◆ Description of the task
Reproduce the part of the listing that opens with the line containing "sample: [191, 262]." and runs through the end of the listing, substituting "flowering rapeseed field" for "yellow rapeseed field" and leaving everything else unchanged.

[start of Dataset records]

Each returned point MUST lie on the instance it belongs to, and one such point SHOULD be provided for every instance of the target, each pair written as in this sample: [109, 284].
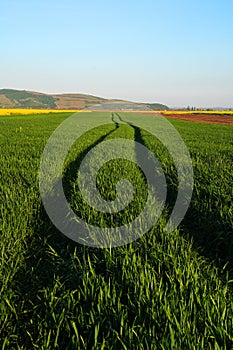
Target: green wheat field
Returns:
[163, 291]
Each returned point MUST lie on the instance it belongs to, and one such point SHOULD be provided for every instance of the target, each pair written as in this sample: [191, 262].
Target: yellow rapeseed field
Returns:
[24, 111]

[end of Dataset records]

◆ Final result
Each returned point MUST lie on the instance it belongs to, and one such point SHOULD be provided for every instance of the target, each pair written as in this sample: [191, 262].
Target: flowering rapeseed field
Returns:
[24, 111]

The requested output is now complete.